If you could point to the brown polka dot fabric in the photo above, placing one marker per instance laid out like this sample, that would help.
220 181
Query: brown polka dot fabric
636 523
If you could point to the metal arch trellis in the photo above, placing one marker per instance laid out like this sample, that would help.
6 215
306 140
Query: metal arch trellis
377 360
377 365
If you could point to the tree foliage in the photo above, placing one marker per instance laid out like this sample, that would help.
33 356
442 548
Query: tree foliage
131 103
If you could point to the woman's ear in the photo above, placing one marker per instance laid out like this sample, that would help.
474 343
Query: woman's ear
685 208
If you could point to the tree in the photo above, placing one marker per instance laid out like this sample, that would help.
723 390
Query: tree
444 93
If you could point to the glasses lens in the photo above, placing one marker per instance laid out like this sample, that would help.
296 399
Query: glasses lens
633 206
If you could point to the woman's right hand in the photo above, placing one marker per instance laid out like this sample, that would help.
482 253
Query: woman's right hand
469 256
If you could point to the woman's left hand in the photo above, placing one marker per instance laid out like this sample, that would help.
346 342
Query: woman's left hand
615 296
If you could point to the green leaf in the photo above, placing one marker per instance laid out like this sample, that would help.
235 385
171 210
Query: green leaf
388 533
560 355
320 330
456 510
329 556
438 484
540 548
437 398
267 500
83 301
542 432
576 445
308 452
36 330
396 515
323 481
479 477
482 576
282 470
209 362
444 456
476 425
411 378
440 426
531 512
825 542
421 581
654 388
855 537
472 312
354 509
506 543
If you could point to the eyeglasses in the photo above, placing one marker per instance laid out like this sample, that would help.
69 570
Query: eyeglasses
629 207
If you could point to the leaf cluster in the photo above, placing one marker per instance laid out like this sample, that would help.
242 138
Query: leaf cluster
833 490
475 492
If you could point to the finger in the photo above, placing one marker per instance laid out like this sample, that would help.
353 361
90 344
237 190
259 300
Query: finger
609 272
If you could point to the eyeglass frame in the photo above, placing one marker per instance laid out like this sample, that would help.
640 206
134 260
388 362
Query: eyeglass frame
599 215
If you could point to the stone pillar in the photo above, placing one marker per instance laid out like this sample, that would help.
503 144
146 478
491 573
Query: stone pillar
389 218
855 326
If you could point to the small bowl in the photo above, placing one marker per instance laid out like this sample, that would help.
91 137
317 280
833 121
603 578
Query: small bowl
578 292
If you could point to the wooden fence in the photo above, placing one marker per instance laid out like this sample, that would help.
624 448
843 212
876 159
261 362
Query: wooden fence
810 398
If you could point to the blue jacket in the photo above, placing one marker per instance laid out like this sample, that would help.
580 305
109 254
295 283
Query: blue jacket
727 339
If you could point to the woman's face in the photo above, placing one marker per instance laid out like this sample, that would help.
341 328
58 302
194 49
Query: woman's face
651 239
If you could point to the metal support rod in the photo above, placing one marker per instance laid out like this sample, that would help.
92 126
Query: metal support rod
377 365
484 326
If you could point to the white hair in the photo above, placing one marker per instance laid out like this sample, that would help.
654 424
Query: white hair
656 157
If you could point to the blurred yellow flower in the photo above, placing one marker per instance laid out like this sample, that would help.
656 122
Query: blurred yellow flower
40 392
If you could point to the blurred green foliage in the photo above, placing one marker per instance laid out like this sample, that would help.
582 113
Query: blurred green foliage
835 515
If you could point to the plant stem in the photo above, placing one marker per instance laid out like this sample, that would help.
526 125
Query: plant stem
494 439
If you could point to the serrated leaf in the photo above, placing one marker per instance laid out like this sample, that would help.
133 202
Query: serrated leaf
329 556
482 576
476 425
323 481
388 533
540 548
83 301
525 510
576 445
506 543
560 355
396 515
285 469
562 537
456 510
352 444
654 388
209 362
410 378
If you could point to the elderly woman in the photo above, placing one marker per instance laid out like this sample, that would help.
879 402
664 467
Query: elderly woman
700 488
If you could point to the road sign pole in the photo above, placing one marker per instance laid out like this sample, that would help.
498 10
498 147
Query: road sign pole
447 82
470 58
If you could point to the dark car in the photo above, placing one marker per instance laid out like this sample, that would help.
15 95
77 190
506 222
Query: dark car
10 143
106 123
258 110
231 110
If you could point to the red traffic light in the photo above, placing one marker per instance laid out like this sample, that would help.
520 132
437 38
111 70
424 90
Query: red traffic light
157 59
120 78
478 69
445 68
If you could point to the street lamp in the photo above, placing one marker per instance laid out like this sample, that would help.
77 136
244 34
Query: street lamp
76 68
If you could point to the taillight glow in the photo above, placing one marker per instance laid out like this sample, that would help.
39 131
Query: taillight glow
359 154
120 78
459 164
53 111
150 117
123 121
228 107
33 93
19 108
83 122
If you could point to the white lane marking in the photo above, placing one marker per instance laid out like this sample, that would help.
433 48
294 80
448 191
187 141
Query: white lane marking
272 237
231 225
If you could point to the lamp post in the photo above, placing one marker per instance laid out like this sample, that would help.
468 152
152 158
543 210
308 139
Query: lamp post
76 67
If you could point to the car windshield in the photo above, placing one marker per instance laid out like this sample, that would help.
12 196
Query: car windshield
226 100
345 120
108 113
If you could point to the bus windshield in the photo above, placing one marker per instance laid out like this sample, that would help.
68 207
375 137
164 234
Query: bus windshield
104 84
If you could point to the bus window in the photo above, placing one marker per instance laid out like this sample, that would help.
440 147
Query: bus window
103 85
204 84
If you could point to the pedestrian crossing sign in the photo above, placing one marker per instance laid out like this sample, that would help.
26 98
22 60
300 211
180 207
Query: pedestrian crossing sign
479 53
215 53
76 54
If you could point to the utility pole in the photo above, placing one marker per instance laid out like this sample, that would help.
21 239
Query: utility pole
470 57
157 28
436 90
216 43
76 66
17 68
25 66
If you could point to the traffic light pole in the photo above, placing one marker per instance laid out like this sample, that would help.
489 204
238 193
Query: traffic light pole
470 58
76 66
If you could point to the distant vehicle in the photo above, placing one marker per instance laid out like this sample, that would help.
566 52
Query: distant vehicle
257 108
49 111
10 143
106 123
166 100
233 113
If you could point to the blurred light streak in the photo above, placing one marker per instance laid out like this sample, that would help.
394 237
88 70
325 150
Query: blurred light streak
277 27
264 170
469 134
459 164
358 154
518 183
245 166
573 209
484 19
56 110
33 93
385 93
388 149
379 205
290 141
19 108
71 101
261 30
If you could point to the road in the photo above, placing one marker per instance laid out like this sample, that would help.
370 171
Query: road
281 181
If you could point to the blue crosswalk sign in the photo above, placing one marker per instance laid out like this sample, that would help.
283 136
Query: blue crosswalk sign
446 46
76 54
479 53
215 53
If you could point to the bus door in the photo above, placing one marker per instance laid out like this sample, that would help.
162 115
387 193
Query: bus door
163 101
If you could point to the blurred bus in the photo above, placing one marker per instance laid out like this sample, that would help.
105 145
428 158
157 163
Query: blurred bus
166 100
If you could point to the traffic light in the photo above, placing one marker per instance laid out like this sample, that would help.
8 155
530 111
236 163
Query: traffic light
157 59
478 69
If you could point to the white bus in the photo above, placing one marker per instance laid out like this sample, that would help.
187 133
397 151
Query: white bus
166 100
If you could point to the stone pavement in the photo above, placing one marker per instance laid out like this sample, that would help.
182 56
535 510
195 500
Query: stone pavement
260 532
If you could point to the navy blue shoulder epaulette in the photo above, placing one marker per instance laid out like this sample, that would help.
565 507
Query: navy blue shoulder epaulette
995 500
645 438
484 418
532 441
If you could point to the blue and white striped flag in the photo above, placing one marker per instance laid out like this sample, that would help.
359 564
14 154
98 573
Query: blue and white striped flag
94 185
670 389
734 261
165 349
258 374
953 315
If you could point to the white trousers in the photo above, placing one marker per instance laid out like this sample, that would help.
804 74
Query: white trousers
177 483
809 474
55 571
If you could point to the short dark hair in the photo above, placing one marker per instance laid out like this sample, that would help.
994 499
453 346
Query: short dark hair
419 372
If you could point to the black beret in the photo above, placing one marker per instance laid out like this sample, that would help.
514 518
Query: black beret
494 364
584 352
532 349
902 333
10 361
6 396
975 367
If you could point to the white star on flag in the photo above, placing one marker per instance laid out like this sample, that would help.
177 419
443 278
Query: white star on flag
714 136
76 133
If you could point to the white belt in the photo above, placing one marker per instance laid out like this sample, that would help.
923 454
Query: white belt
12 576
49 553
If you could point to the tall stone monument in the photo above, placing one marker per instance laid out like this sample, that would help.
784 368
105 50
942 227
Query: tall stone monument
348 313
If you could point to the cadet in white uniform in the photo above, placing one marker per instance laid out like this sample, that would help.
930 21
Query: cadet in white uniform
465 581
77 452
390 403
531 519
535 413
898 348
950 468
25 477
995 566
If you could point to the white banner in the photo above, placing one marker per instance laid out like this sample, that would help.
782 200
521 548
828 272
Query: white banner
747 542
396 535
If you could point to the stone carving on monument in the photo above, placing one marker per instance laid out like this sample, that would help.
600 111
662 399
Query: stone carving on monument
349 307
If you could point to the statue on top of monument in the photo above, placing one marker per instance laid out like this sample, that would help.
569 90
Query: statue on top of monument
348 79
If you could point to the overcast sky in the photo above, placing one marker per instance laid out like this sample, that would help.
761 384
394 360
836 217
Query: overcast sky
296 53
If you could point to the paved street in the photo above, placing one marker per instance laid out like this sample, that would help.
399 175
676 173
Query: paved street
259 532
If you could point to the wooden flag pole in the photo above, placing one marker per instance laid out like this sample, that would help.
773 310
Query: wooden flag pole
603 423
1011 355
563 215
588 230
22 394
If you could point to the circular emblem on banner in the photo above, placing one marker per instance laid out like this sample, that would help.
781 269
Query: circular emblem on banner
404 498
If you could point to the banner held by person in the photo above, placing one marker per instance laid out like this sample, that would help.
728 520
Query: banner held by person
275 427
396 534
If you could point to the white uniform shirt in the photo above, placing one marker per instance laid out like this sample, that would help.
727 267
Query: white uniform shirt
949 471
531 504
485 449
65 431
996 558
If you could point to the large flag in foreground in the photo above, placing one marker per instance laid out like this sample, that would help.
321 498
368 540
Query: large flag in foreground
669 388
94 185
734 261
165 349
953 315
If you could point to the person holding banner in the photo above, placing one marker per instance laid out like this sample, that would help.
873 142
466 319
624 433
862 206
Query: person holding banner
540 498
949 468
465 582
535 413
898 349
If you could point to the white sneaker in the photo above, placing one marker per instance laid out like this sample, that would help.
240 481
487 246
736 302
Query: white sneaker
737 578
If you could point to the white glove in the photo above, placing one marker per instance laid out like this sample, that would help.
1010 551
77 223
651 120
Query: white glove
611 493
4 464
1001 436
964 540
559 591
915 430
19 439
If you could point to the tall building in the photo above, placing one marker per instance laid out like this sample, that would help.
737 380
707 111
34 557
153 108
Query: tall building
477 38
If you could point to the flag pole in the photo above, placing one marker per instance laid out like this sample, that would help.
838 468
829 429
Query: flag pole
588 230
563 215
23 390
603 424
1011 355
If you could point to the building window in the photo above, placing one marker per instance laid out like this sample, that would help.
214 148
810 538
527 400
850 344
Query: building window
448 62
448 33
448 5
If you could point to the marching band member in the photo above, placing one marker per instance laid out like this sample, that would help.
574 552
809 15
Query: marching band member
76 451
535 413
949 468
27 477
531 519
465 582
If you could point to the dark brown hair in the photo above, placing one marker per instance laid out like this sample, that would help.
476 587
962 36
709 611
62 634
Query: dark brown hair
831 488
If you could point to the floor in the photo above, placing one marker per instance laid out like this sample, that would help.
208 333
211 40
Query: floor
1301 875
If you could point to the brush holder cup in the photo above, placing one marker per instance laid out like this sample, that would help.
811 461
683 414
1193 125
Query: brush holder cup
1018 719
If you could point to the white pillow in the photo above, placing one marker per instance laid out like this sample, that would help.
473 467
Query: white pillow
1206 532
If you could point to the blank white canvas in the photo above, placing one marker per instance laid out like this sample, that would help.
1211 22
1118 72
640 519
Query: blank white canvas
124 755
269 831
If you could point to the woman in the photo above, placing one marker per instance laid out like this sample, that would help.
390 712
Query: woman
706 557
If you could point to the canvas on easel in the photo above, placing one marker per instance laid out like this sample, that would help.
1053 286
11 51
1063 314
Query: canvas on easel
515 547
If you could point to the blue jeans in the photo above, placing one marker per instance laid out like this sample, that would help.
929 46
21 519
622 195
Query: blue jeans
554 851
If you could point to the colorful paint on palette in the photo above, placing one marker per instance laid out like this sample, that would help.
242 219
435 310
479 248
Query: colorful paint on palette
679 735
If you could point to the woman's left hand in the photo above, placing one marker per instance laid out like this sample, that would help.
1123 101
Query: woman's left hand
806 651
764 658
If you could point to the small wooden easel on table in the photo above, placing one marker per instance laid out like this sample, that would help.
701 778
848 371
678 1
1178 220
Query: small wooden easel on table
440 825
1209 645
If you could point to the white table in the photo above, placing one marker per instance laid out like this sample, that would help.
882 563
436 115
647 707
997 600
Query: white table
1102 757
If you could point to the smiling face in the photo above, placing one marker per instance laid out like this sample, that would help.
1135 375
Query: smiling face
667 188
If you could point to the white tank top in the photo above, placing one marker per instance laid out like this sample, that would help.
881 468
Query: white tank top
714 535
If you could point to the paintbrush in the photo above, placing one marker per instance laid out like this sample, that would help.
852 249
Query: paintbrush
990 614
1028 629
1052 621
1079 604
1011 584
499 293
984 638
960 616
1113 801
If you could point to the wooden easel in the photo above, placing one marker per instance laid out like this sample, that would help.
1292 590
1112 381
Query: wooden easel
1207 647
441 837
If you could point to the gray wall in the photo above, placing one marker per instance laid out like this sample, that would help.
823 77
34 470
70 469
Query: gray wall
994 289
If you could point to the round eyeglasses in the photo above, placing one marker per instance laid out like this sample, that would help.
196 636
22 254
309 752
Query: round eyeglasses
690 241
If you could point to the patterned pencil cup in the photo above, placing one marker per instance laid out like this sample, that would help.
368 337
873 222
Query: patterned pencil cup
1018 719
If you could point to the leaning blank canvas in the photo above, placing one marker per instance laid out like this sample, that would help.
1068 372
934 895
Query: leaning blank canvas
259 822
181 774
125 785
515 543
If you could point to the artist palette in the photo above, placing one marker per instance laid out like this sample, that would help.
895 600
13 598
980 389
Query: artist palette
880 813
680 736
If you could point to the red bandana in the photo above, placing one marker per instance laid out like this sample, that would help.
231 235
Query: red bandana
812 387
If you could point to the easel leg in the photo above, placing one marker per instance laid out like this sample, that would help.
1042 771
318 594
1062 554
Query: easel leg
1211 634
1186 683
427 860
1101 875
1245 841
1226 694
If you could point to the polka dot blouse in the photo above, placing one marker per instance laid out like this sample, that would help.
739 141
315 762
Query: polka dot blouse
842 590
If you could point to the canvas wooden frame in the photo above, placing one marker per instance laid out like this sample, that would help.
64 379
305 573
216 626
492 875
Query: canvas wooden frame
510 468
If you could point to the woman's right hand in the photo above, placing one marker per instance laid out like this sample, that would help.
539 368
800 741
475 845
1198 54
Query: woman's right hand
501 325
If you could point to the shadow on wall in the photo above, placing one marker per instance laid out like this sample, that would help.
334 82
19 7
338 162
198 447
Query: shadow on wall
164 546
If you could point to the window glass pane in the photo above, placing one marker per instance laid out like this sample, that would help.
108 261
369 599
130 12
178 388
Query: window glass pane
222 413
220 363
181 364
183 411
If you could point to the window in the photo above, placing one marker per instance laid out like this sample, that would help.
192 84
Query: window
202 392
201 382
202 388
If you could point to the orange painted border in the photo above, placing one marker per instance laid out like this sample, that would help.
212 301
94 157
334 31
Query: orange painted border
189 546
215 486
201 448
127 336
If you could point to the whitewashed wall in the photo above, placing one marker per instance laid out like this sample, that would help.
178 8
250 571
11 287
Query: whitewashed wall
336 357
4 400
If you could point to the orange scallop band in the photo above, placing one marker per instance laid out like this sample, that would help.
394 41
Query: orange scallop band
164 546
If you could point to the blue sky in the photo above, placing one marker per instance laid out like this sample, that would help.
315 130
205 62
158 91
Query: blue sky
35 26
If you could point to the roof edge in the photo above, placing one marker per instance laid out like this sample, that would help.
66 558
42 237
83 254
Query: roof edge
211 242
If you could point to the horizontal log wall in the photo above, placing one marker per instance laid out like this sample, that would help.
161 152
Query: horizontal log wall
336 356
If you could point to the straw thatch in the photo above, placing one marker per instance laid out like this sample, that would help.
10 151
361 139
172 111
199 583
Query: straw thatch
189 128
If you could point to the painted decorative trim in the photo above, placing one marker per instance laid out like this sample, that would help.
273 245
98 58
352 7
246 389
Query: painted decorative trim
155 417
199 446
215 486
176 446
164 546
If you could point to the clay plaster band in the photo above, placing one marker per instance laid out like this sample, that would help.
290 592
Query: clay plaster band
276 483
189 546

GOAL OF THE EXERCISE:
Replace "straw thatch" with "reed thatch" in the stretch from the line containing "If you could point to the blue sky" through the end of the rows, and give those lines again with everything else unchanged.

ANSWER TO THIS EXERCISE:
If you could point to the blue sky in the photo above, placing one marker per instance laid out like this sample, that would help.
315 130
205 62
158 91
Query: blue sky
35 26
If you could point to the roof edge in the photo above, placing one marker per instance laid out like this sample, that would help.
66 558
42 237
83 254
Query: roof edge
211 242
If you could point to the horizontal log wall in the photo above, placing one marker per instance laid out like this sample, that would help.
161 152
Query: horizontal log wall
336 356
If you could point to the reed thatch in the photo above, placing one marker per instance laid out like this sample, that would help.
10 151
361 139
172 111
199 583
Query: reed thatch
189 128
If you could point to the painted decorative trim in the photo above, placing one marker per instance laid out like this sample, that would help.
273 245
98 58
352 7
246 389
Query: painted decorative trim
155 417
199 446
215 486
176 446
164 546
If you could point to the clay plaster band in the photo above, placing one marker per instance laid out like this sample, that would help.
290 592
Query: clay plaster band
276 483
189 546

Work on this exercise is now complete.